§ Task
Reproduce verbatim the passage of the R language tutorial below that begins with the words containing "1. Task 1: Install" and ends with "and operating status.".

§ Excerpted passage
——
Task 2: Machine Learning automatic resolution

Website:
Kurs: Artificial Intelligence
Buch: Task 2: Machine Learning automatic resolution
Gedruckt von: Svečio paskyra
Datum: Mittwoch, 20. Mai 2026, 02:49

Beschreibung

Use some R packages for machine learning to predict SDG indicators

1. Task 1: Install R language

The aim of this programming language is to provide the user, who is also a programmer, with a vast library of mathematical and statistical functions and facilities for manipulating vectors and arrays. The interface with the R language is the command line, in which the user enters instructions, and it is possible to draw a parallel with an advanced calculating machine, but you can of course save programs and operating status.

The R language is free, so it can be downloaded and installed from the official website, http://www.r-project.org/, where there are also various resources. You can also use RStudio, which contains the R language with an Integrated Development Environment (IDE) (https://www.rstudio.com/products/rstudio/).


 

Action:
ação ícone

 Install R language in your computer

Expected:
resultado ícone


2. Task 2: Flash introduction to language R


 Action:
ação ícone

 Expected:
resultado ícone

Initial testes, try to write:

> 45
> 5*4
> "Hellow World"
> c(23, 56, 73)
——
§ Material
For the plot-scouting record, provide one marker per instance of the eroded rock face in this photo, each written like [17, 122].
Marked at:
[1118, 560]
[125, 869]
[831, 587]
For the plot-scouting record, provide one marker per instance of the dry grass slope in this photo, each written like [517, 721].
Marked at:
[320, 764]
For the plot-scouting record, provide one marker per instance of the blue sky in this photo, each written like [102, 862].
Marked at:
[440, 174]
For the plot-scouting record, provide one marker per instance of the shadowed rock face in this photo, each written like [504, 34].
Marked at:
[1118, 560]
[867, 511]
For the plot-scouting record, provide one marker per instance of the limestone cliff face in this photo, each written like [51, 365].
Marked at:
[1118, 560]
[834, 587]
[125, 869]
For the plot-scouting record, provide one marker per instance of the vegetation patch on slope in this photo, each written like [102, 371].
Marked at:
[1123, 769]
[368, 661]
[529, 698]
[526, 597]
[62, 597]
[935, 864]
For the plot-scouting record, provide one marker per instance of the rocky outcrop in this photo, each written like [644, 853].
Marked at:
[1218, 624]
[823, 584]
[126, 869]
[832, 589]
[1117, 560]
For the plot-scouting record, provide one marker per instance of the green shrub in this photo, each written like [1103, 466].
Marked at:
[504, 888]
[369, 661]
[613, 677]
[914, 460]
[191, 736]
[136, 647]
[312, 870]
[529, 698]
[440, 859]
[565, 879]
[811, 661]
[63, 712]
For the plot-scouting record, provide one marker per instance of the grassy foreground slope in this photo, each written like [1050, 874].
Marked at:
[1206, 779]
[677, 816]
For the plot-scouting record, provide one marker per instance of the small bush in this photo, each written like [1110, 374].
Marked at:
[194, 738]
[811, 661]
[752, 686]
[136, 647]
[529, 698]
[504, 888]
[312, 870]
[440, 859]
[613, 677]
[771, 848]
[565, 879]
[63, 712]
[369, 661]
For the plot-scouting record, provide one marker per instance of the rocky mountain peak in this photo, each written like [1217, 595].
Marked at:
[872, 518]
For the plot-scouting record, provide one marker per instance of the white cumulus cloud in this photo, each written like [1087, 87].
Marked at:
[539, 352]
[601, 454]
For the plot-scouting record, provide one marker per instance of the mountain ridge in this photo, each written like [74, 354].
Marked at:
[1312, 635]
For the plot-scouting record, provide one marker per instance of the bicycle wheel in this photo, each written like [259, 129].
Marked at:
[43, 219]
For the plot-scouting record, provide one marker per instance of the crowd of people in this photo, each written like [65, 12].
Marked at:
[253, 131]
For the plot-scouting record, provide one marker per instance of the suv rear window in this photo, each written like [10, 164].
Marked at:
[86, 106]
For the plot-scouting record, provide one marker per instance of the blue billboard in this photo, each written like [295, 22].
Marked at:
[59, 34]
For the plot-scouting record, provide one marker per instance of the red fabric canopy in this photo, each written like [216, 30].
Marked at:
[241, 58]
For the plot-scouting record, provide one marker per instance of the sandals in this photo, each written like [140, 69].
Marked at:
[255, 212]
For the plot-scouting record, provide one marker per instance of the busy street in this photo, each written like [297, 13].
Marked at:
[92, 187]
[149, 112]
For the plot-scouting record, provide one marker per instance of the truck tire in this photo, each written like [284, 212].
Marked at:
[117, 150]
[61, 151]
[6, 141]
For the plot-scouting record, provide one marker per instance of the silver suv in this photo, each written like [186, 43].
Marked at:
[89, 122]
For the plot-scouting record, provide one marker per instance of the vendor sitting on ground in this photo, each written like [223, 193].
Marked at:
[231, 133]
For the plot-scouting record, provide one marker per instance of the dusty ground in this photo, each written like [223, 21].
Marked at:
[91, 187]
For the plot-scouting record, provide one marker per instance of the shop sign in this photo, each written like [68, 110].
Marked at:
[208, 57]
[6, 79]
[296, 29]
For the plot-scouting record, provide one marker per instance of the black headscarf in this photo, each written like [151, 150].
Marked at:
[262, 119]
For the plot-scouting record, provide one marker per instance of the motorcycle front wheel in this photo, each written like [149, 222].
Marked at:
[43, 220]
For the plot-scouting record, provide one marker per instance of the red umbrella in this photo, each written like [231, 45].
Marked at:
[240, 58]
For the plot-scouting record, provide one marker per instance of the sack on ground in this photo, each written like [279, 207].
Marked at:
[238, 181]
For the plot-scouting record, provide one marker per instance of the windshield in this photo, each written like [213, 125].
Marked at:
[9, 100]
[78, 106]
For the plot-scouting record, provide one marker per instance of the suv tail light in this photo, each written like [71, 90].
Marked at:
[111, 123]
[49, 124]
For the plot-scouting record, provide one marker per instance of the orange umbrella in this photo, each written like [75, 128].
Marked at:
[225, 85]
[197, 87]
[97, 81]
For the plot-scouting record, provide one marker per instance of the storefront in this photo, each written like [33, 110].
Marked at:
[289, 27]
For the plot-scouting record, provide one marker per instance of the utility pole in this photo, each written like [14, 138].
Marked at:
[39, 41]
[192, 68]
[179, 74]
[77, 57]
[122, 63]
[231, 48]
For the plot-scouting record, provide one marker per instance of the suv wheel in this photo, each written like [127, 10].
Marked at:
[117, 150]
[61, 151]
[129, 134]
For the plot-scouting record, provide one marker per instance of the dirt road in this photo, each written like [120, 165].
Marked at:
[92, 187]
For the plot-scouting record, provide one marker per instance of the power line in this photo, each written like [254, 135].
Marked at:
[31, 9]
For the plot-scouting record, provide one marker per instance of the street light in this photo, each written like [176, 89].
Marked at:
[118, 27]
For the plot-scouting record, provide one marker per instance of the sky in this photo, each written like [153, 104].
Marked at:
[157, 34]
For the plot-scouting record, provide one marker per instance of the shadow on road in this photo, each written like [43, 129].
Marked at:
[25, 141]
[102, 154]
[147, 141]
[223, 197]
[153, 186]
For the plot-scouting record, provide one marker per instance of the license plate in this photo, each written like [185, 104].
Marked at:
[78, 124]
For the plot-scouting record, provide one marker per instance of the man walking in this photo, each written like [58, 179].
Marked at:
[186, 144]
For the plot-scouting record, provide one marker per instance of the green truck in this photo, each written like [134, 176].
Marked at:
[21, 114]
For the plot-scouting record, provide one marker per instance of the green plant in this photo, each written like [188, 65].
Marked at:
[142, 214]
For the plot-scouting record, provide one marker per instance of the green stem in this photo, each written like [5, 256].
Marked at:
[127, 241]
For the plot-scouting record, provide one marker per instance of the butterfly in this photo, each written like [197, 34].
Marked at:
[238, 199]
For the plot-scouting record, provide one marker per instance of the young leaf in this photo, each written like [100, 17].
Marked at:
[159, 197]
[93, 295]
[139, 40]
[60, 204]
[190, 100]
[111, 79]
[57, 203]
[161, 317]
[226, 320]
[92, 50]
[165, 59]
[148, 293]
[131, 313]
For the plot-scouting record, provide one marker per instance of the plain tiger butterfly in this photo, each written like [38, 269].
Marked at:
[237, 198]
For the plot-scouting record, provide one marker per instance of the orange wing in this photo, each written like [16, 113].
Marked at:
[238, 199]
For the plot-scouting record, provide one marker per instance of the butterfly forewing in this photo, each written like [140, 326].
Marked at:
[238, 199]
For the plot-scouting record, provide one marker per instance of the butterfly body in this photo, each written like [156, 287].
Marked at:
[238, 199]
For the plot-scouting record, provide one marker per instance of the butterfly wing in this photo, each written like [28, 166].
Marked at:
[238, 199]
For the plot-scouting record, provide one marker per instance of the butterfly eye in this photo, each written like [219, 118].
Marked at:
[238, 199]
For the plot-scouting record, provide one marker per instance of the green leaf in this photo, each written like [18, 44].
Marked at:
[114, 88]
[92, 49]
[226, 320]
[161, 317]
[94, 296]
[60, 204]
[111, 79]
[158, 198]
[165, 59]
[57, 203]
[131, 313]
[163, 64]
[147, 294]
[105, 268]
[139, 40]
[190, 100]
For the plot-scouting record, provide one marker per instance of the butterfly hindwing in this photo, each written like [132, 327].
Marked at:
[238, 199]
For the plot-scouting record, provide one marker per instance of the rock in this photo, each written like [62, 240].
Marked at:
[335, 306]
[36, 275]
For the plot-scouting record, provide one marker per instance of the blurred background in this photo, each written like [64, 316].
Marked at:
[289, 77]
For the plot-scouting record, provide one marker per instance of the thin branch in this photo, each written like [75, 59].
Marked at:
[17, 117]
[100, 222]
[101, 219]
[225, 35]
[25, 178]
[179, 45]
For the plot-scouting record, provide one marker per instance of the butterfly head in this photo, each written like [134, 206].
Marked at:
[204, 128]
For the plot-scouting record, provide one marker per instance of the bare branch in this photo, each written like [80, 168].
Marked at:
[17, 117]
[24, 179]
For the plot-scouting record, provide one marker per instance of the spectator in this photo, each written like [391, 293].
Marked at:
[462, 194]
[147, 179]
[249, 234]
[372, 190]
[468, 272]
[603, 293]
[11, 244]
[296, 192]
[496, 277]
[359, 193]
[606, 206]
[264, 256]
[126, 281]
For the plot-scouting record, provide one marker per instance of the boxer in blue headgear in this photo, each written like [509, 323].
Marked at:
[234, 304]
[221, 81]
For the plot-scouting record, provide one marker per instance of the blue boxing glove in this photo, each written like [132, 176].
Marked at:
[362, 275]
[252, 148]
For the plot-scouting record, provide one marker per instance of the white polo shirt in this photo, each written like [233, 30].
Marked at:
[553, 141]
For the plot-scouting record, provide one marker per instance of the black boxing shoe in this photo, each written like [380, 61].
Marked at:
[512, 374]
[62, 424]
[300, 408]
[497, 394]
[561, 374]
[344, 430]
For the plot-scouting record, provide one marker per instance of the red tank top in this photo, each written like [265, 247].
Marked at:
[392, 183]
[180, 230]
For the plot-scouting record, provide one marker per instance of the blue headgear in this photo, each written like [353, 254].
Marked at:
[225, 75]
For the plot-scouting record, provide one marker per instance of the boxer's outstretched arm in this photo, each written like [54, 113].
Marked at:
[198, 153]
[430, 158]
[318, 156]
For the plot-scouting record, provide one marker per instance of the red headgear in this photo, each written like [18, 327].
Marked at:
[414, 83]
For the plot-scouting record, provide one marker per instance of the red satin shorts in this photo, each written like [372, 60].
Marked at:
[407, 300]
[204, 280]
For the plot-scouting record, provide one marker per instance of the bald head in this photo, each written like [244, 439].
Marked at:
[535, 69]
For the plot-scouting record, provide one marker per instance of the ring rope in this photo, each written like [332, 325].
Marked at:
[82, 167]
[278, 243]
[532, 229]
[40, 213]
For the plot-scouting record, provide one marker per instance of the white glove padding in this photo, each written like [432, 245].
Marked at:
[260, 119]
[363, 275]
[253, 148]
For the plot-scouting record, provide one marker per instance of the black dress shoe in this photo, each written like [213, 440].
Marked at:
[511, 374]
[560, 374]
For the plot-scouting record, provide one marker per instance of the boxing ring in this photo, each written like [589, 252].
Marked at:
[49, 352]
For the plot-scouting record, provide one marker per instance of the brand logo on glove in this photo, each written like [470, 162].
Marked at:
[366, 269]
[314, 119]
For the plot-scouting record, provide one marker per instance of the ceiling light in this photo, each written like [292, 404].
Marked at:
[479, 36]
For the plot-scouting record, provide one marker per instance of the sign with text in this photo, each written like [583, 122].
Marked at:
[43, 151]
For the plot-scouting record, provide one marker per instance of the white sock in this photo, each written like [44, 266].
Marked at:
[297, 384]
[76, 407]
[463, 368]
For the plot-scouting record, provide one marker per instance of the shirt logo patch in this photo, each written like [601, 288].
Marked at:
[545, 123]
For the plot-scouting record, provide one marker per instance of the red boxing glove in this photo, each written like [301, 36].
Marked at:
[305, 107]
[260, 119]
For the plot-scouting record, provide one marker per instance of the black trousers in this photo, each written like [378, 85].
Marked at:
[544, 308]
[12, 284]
——
§ Response
1. Task 1: Install R language

The aim of this programming language is to provide the user, who is also a programmer, with a vast library of mathematical and statistical functions and facilities for manipulating vectors and arrays. The interface with the R language is the command line, in which the user enters instructions, and it is possible to draw a parallel with an advanced calculating machine, but you can of course save programs and operating status.